Extract to read:
┏━━
The following is in an edited version of Mr Seamus Mallon's address:
Looking back the scale of our achievements makes the mind boggle. For we emerged from the civil rights movement at the hardest of times.
We faced a unionist establishment determined to exclude us and a republican hardline determined to propel us into civil war.
And yet we saw the defeat of their failed philosophies: the supremacist politics that sets equals against each other; the political violence that tore brothers apart. Both were mirror images of each other and both were abject failures.
Delegates, 30 years on, the SDLP has overcome. Despite intimidation and discrimination we have remoulded Ireland in the shape of our vision, one of peace, justice and equality. Our new institutions of government - in the North and between North and South - reflect the thinking of John Hume. Gradually we are replacing partisanship with partnership and conflict with consent.
Those are John's ideas. We have had our ups and downs but we worked and we worked together. Whatever they write about John, and they will write much, don't forget the most important thing is that he is a good human being and it was my pleasure to have worked with him.
Our greatest achievement - to date - has been the Good Friday agreement. At first, with the Ulster Unionist Party, there was denial. The agreement didn't really mean what it said. Rather it meant what it didn't say on decommissioning. Then there was cherry-picking, the unionists liking a First Minister but not the inclusive executive.
Then there were attempts to block implementation. On police reform, on North-South co-operation, on human rights. Every procedural and delaying device - resignation, suspension, re- view - was to be used to weaken and deny integral parts of the agreement. And what is the result? A weakened and divided Ulster Unionist Party which has lost credibility with its own electorate, with its partners in government, and with the wider world.
┗━━
Work to do:
(1) According to the address, on which matters were there attempts to block implementation of the agreement? List them all.
(2) Translate this sentence from the address into French: "Our greatest achievement - to date - has been the Good Friday agreement."
(3) In the address, whose thinking do the new institutions of government reflect?
The data below are separate material, unrelated to the address.

Data shown:
┏━━
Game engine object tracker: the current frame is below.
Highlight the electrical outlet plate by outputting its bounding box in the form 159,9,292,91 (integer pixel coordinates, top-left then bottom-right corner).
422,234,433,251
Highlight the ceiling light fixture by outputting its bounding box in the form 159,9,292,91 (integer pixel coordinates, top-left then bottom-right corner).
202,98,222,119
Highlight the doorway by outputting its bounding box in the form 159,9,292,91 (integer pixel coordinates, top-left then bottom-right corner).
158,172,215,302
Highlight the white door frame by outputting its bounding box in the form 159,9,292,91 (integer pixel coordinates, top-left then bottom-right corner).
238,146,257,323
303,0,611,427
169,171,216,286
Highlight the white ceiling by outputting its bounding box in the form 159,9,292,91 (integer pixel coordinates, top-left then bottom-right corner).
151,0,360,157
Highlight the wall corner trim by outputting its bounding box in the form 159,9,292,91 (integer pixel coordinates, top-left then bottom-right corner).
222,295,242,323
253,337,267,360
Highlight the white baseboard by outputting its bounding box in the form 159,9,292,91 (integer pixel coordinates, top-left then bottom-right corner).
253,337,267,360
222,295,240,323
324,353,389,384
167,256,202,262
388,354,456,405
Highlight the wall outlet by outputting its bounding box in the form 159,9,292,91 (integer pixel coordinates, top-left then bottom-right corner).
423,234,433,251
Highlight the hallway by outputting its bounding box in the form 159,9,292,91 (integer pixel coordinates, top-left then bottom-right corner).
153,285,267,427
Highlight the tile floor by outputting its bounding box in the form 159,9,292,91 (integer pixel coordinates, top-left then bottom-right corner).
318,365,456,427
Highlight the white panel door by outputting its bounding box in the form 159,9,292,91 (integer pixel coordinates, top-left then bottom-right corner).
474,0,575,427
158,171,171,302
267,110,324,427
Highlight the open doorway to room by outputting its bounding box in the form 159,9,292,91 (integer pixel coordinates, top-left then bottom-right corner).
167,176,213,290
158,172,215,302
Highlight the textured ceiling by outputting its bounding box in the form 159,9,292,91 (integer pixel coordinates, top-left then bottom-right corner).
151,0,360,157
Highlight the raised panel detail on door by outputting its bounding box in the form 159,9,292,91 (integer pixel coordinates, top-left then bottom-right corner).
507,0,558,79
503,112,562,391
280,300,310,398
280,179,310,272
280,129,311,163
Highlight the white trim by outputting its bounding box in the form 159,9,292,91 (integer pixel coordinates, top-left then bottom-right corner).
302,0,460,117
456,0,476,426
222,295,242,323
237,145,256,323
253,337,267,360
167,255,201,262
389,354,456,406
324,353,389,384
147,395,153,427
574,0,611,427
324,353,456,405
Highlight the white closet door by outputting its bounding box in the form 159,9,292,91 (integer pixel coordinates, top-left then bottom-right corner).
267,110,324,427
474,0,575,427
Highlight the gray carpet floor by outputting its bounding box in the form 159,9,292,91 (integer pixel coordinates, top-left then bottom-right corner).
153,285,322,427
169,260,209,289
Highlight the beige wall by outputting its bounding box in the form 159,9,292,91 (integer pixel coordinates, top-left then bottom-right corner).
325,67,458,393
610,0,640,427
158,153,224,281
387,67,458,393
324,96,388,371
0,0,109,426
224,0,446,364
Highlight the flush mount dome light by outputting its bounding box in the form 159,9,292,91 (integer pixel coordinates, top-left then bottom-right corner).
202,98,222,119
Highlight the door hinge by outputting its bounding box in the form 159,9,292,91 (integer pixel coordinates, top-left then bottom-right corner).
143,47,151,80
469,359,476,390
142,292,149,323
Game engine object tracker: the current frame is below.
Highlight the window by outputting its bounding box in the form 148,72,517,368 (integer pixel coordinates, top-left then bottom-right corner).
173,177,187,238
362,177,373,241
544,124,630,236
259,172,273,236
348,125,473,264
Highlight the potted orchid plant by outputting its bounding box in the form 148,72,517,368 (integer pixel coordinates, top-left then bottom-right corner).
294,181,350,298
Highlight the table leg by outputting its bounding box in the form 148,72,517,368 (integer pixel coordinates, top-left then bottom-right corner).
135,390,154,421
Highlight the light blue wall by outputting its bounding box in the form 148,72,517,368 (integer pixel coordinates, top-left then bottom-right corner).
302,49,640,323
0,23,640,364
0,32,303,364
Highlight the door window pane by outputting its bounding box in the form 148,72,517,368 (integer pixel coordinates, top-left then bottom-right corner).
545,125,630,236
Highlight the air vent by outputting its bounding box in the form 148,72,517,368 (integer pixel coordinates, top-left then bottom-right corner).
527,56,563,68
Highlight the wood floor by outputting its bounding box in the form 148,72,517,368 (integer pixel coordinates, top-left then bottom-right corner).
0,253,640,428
┗━━
Task responses:
(1) Police reform, North-South co-operation, human rights

(2) Notre plus grande réussite, à ce jour, a été l'accord du Vendredi saint.

(3) The thinking of John Hume.